# Who got to ride today?



## Walkamile (Dec 29, 2008)

Sadly no. The temps were great for it, just no time today. Still A LOT of snow and now icy patches , so I'm conditioning tack to be READY!


----------



## wanderlust (Nov 18, 2008)

I rode today! It was 65 degrees.


----------



## LeahKathleen (Mar 5, 2009)

I rode today with my boyfriend! We had a wonderful time. We just built a new barn in January and we finally scoped out the area on horseback. We had a super good time, the horses were both in fabulous moods, and it was just an all around good ride. :]


----------



## FGRanch (Feb 9, 2008)

I haven't been able to ride since Jan. I don't really have a broke horse at the moment so I have to take my very green mare (three rides) up to the arena a couple miles away and the roads have been pretty bad out here and it's been very cold. But I do get to see my horses every day!


----------



## orangetictac (Nov 4, 2008)

■ Given problem: Can you transcribe everything in the horse riding thread from "## Walkamile (Dec" down to "was 65 degrees."? The items that come next have no connection to the horse riding thread.

(Stored items)
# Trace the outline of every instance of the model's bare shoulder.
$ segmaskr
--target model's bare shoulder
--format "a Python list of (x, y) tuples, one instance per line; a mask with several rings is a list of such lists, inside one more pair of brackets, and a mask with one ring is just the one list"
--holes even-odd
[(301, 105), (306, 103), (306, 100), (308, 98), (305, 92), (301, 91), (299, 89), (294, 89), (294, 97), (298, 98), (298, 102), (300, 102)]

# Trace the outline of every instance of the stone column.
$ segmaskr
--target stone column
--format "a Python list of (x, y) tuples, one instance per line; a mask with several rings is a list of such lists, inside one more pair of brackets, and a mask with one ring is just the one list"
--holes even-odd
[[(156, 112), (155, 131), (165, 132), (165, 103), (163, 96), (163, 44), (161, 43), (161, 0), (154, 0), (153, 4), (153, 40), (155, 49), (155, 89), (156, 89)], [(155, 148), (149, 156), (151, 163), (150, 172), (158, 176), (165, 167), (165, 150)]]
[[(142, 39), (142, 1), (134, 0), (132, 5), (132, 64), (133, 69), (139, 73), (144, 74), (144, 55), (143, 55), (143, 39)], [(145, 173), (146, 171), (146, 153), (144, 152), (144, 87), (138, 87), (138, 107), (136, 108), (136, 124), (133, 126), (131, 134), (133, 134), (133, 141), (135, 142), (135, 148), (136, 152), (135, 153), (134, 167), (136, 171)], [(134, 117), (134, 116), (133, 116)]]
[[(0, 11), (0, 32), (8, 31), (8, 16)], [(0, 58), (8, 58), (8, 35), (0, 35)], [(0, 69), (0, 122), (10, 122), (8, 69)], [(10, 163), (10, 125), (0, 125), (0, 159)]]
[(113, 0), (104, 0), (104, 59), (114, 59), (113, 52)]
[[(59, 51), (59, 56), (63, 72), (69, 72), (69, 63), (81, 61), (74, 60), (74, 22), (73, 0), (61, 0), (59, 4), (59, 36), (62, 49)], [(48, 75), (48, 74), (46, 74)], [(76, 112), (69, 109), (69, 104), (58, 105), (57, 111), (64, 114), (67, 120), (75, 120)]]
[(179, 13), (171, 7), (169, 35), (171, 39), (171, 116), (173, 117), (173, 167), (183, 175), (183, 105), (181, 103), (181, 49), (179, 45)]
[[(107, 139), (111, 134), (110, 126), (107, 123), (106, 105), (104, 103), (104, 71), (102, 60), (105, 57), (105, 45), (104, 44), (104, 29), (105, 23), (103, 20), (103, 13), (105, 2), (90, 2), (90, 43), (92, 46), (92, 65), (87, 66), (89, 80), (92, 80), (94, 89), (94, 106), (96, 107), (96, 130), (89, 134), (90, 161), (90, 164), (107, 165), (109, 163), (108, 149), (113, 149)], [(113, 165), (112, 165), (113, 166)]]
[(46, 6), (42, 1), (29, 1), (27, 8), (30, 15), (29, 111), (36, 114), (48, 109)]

■ Response below:
## Walkamile (Dec 29, 2008)

Sadly no. The temps were great for it, just no time today. Still A LOT of snow and now icy patches , so I'm conditioning tack to be READY!


----------



## wanderlust (Nov 18, 2008)

I rode today! It was 65 degrees.